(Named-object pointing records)
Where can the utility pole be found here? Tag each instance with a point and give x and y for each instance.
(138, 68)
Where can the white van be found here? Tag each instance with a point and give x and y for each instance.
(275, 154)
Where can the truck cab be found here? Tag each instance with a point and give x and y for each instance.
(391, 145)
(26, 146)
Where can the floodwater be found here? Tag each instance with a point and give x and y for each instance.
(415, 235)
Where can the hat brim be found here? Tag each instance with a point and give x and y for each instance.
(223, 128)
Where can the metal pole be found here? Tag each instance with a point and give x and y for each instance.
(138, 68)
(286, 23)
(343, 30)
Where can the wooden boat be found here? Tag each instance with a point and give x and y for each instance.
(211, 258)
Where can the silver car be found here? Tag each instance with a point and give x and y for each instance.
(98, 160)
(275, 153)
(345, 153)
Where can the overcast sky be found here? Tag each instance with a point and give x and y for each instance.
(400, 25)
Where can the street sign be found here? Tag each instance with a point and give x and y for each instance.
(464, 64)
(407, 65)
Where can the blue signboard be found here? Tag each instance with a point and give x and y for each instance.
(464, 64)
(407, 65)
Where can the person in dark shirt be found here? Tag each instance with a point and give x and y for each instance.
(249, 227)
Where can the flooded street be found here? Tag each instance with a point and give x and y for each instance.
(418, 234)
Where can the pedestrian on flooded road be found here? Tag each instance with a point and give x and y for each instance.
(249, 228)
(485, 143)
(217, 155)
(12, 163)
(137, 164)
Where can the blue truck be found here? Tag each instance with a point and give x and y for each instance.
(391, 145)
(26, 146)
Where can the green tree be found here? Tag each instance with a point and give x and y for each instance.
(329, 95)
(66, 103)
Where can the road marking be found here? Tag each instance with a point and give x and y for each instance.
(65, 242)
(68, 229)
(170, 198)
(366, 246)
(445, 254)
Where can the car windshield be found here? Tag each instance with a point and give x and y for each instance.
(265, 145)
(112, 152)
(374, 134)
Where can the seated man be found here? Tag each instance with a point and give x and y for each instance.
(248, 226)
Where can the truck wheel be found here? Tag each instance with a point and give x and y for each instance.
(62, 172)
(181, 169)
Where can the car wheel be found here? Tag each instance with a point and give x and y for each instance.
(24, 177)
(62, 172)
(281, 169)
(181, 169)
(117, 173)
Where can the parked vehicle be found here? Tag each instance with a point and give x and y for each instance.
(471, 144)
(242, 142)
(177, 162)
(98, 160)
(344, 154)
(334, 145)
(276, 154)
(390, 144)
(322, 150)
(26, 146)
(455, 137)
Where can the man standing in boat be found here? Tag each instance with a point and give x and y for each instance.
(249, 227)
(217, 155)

=== GIVEN PROBLEM ===
Set down only these lines, exactly: the line containing "Where can the seated" and each line after it, through the end of the listing.

=== WRITTEN RESPONSE ===
Where can the seated man be found here? Tag each instance with a point and give x and y for each instance.
(248, 226)
Where can the truck wheel be found here? Tag each instance with a point and give x and y for each instance.
(62, 172)
(181, 169)
Where can the car wheel be found here? Tag each instance with a point and give x and y for each instance.
(24, 177)
(62, 172)
(281, 169)
(181, 169)
(117, 173)
Where can the parked vehicle be found here? Tag each instance with a point and give x and y for each instance.
(471, 144)
(242, 142)
(177, 162)
(98, 160)
(344, 154)
(334, 145)
(276, 154)
(390, 144)
(322, 150)
(26, 146)
(455, 137)
Where can the man standing in boat be found here? Tag each instance with a point and give x and y for each instance.
(249, 227)
(217, 155)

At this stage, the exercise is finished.